INSTRUCTION - Please turn each line of the items below into a Markdown table with the columns No. and Entry, skipping blank lines. Leave the pictures out of the table.

++++ DATA ROWS ++++

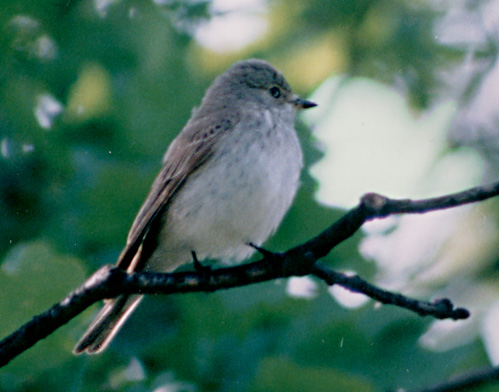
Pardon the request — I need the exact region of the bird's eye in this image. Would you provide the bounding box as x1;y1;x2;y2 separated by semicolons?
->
269;86;281;99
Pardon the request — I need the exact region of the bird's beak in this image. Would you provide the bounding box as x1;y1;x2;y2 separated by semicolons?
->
291;97;317;109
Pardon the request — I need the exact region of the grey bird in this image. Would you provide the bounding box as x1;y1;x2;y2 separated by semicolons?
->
74;60;316;354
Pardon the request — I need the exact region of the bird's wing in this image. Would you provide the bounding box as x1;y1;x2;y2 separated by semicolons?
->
117;111;239;270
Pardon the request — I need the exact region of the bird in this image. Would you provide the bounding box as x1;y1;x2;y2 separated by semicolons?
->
73;59;316;354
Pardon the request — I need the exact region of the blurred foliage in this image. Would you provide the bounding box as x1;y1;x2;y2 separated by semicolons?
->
0;0;498;392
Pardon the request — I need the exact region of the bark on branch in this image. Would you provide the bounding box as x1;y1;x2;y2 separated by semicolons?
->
0;182;499;367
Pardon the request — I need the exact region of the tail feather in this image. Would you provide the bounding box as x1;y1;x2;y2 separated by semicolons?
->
73;295;143;354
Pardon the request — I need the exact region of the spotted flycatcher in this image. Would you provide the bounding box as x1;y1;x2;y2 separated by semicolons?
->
74;60;316;353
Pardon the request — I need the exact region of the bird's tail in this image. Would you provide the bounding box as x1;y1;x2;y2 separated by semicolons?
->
73;295;143;354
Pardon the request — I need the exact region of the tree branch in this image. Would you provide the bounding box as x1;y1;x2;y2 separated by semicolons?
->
0;182;499;367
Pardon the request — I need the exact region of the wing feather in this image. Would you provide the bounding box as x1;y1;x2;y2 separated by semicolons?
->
117;111;239;271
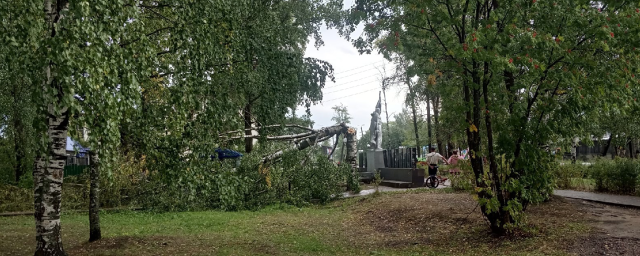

++++

ANSWER IN FULL -
| No. | Entry |
|---|---|
| 1 | Pardon the request — I need the exact region of the bird's eye in this image. Would you provide the bounding box as x1;y1;x2;y2 separated by semicolons? |
| 2 | -> |
| 3 | 269;86;281;99 |
| 4 | Pardon the request — I need the exact region of the bird's beak in this image. Would you provide the bounding box as x1;y1;x2;y2 separated by semicolons? |
| 5 | -> |
| 6 | 291;97;317;109 |
| 7 | Pardon the request — I need the exact region of the grey bird in this image. Would you provide the bounding box as x1;y1;x2;y2 separated by semicolons? |
| 8 | -> |
| 9 | 74;60;316;354 |
| 10 | Pardon the request — I need the exact region of the bird's wing in this image. Would you provide the bounding box as x1;y1;x2;y2 separated by semicolons? |
| 11 | -> |
| 12 | 117;111;239;270 |
| 13 | Pardon the request — I need the exact region of the bird in this image. Would you provide the bounding box as x1;y1;x2;y2 separated by semicolons? |
| 14 | -> |
| 15 | 73;59;316;354 |
| 16 | Pardon the request — I need the exact region of the blurred foliage in this image. Would you provide the bounding box as x1;y1;x2;y2 separated by semicolons? |
| 17 | -> |
| 18 | 0;0;498;392 |
| 19 | Pardon the request — I need the exact region of the bark on branch in this image. Would you provide the bounding box as x1;y1;x2;y2 separated by semicolons? |
| 20 | -> |
| 21 | 0;182;499;367 |
| 22 | Pardon the request — I need the exact region of the tail feather in this image. Would you provide the bounding box as x1;y1;x2;y2 separated by semicolons? |
| 23 | -> |
| 24 | 73;295;143;354 |
| 25 | Pardon the request — I need the exact region of the spotted flycatcher in this image. Would you provide the bounding box as x1;y1;x2;y2 separated by semicolons? |
| 26 | -> |
| 27 | 74;60;316;353 |
| 28 | Pardon the request — I need the exact region of the bird's tail in this image. Would you provide the bounding box as x1;y1;x2;y2 separated by semicolons? |
| 29 | -> |
| 30 | 73;295;143;354 |
| 31 | Pardon the request — I need the exact region of the tree branch in this image. Would you provide the bounding box as x1;y1;x2;y2 separated by semicolons? |
| 32 | -> |
| 33 | 0;182;499;367 |
| 34 | Pardon the request — I need the exact region of the wing feather in this image. Would you provide the bounding box as x1;y1;x2;y2 separated by semicolons? |
| 35 | -> |
| 36 | 117;111;239;271 |